Location labeling records
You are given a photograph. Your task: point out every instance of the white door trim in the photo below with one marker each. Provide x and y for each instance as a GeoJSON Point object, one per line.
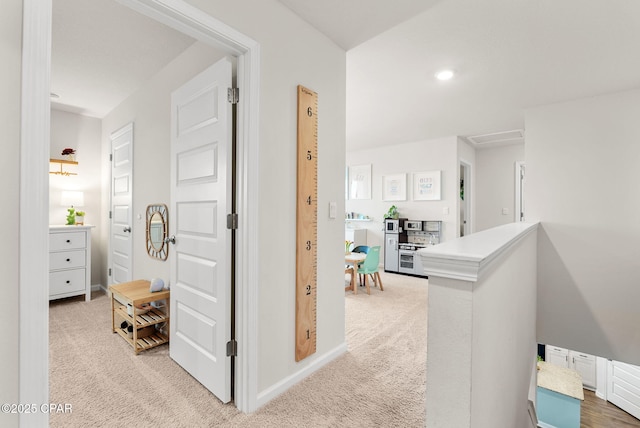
{"type": "Point", "coordinates": [34, 369]}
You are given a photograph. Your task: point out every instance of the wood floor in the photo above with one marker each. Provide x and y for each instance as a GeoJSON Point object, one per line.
{"type": "Point", "coordinates": [598, 413]}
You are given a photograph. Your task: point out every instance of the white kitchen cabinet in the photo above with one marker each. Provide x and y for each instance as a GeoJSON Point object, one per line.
{"type": "Point", "coordinates": [69, 261]}
{"type": "Point", "coordinates": [557, 356]}
{"type": "Point", "coordinates": [357, 236]}
{"type": "Point", "coordinates": [584, 364]}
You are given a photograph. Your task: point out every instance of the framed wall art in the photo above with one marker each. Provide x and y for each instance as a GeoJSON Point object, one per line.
{"type": "Point", "coordinates": [360, 182]}
{"type": "Point", "coordinates": [394, 187]}
{"type": "Point", "coordinates": [426, 186]}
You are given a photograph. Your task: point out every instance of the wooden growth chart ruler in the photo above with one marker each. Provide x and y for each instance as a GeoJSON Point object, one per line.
{"type": "Point", "coordinates": [307, 223]}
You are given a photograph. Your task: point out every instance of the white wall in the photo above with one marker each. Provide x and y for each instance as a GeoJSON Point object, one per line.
{"type": "Point", "coordinates": [422, 156]}
{"type": "Point", "coordinates": [495, 184]}
{"type": "Point", "coordinates": [10, 78]}
{"type": "Point", "coordinates": [149, 110]}
{"type": "Point", "coordinates": [582, 157]}
{"type": "Point", "coordinates": [83, 134]}
{"type": "Point", "coordinates": [481, 328]}
{"type": "Point", "coordinates": [292, 53]}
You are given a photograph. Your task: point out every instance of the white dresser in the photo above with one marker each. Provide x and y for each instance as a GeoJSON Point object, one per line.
{"type": "Point", "coordinates": [69, 261]}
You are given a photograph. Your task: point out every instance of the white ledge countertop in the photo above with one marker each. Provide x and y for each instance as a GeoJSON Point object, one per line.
{"type": "Point", "coordinates": [468, 257]}
{"type": "Point", "coordinates": [562, 380]}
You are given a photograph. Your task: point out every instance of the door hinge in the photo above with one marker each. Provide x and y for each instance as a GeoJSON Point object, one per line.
{"type": "Point", "coordinates": [232, 221]}
{"type": "Point", "coordinates": [232, 348]}
{"type": "Point", "coordinates": [233, 95]}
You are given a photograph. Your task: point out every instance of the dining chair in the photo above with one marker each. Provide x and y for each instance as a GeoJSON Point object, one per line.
{"type": "Point", "coordinates": [370, 268]}
{"type": "Point", "coordinates": [352, 283]}
{"type": "Point", "coordinates": [364, 249]}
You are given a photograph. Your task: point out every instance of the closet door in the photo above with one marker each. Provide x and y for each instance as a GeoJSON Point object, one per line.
{"type": "Point", "coordinates": [201, 180]}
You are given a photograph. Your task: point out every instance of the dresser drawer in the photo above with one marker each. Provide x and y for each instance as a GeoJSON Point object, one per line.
{"type": "Point", "coordinates": [67, 241]}
{"type": "Point", "coordinates": [67, 260]}
{"type": "Point", "coordinates": [66, 281]}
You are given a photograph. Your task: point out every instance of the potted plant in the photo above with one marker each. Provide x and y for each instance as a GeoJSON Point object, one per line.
{"type": "Point", "coordinates": [71, 216]}
{"type": "Point", "coordinates": [79, 217]}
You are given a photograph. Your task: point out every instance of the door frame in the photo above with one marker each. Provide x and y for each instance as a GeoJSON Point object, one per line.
{"type": "Point", "coordinates": [34, 190]}
{"type": "Point", "coordinates": [468, 196]}
{"type": "Point", "coordinates": [518, 211]}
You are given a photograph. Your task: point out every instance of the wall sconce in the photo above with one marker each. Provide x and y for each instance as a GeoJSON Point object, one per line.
{"type": "Point", "coordinates": [57, 166]}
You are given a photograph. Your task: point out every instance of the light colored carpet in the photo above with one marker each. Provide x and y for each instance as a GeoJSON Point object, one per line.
{"type": "Point", "coordinates": [379, 382]}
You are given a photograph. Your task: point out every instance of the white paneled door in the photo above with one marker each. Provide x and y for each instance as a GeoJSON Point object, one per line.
{"type": "Point", "coordinates": [201, 168]}
{"type": "Point", "coordinates": [623, 387]}
{"type": "Point", "coordinates": [120, 256]}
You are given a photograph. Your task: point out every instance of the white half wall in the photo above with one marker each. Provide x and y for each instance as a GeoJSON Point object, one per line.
{"type": "Point", "coordinates": [582, 160]}
{"type": "Point", "coordinates": [481, 347]}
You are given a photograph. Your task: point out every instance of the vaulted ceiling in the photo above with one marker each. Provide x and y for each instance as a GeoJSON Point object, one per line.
{"type": "Point", "coordinates": [508, 55]}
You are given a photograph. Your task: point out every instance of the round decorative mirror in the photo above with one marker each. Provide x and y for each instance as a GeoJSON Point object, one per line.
{"type": "Point", "coordinates": [157, 228]}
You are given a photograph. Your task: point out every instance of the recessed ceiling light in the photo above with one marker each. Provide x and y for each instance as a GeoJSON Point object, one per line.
{"type": "Point", "coordinates": [444, 75]}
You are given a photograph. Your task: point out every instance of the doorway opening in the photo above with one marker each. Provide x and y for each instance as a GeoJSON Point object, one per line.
{"type": "Point", "coordinates": [519, 185]}
{"type": "Point", "coordinates": [464, 199]}
{"type": "Point", "coordinates": [35, 140]}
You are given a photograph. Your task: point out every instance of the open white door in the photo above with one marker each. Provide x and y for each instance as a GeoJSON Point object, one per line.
{"type": "Point", "coordinates": [121, 215]}
{"type": "Point", "coordinates": [623, 387]}
{"type": "Point", "coordinates": [201, 180]}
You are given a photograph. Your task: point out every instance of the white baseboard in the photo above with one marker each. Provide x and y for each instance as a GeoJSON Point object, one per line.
{"type": "Point", "coordinates": [273, 391]}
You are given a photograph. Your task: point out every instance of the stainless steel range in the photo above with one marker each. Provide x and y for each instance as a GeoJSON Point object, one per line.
{"type": "Point", "coordinates": [409, 259]}
{"type": "Point", "coordinates": [419, 235]}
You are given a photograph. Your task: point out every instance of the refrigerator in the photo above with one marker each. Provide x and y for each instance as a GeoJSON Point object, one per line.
{"type": "Point", "coordinates": [393, 235]}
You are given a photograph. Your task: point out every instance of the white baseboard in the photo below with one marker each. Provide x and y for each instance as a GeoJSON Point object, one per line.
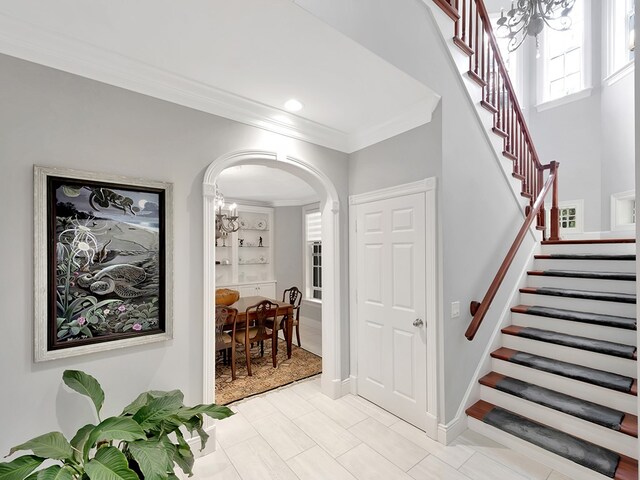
{"type": "Point", "coordinates": [449, 432]}
{"type": "Point", "coordinates": [345, 387]}
{"type": "Point", "coordinates": [194, 443]}
{"type": "Point", "coordinates": [331, 387]}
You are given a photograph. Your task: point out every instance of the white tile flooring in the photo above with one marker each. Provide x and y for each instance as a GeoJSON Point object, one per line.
{"type": "Point", "coordinates": [296, 433]}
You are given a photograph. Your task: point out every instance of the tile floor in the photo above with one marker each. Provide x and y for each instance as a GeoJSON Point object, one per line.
{"type": "Point", "coordinates": [296, 433]}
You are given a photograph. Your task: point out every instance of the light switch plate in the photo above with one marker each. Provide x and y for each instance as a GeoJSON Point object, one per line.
{"type": "Point", "coordinates": [455, 309]}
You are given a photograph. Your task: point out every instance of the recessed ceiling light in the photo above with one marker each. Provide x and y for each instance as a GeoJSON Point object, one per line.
{"type": "Point", "coordinates": [293, 105]}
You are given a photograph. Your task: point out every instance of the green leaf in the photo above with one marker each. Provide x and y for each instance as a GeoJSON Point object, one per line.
{"type": "Point", "coordinates": [214, 411]}
{"type": "Point", "coordinates": [50, 445]}
{"type": "Point", "coordinates": [183, 457]}
{"type": "Point", "coordinates": [20, 468]}
{"type": "Point", "coordinates": [55, 472]}
{"type": "Point", "coordinates": [158, 409]}
{"type": "Point", "coordinates": [204, 436]}
{"type": "Point", "coordinates": [114, 428]}
{"type": "Point", "coordinates": [155, 458]}
{"type": "Point", "coordinates": [109, 464]}
{"type": "Point", "coordinates": [79, 440]}
{"type": "Point", "coordinates": [140, 401]}
{"type": "Point", "coordinates": [85, 384]}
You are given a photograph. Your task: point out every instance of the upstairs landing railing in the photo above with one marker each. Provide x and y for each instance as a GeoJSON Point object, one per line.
{"type": "Point", "coordinates": [473, 34]}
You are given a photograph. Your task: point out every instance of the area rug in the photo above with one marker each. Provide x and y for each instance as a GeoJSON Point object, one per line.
{"type": "Point", "coordinates": [302, 364]}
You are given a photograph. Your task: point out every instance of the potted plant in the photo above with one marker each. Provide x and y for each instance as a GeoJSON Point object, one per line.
{"type": "Point", "coordinates": [144, 442]}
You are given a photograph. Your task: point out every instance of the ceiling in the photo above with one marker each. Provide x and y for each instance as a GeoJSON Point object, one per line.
{"type": "Point", "coordinates": [261, 184]}
{"type": "Point", "coordinates": [242, 59]}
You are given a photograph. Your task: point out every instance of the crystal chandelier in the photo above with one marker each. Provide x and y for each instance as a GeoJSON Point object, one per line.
{"type": "Point", "coordinates": [225, 223]}
{"type": "Point", "coordinates": [528, 17]}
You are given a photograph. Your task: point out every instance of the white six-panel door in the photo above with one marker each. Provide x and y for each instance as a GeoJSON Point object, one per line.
{"type": "Point", "coordinates": [392, 335]}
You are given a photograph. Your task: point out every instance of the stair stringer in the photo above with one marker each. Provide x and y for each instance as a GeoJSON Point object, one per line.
{"type": "Point", "coordinates": [447, 433]}
{"type": "Point", "coordinates": [460, 62]}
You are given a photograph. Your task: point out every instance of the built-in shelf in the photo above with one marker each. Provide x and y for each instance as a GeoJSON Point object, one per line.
{"type": "Point", "coordinates": [251, 261]}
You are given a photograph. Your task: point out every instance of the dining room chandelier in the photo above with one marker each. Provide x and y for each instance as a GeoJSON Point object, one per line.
{"type": "Point", "coordinates": [529, 17]}
{"type": "Point", "coordinates": [226, 223]}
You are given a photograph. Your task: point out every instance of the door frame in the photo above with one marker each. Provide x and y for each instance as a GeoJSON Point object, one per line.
{"type": "Point", "coordinates": [428, 187]}
{"type": "Point", "coordinates": [331, 380]}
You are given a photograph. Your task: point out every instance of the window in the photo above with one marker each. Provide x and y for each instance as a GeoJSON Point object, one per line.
{"type": "Point", "coordinates": [313, 254]}
{"type": "Point", "coordinates": [570, 216]}
{"type": "Point", "coordinates": [563, 57]}
{"type": "Point", "coordinates": [623, 210]}
{"type": "Point", "coordinates": [621, 41]}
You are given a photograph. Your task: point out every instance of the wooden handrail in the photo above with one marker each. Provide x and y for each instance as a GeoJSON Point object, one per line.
{"type": "Point", "coordinates": [478, 310]}
{"type": "Point", "coordinates": [474, 35]}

◆ Instructions to follow ◆
Copy the material word for word, starting at the line that contains "the wooden handrail" and ending with the last line of the material.

◆ Finished answer ◆
You are given a photograph. Your task: point out every instance of the wooden handrail in the photo above with one marker each. Provide x and y for each instance as a GeoJSON Point object, one per line.
{"type": "Point", "coordinates": [478, 310]}
{"type": "Point", "coordinates": [474, 35]}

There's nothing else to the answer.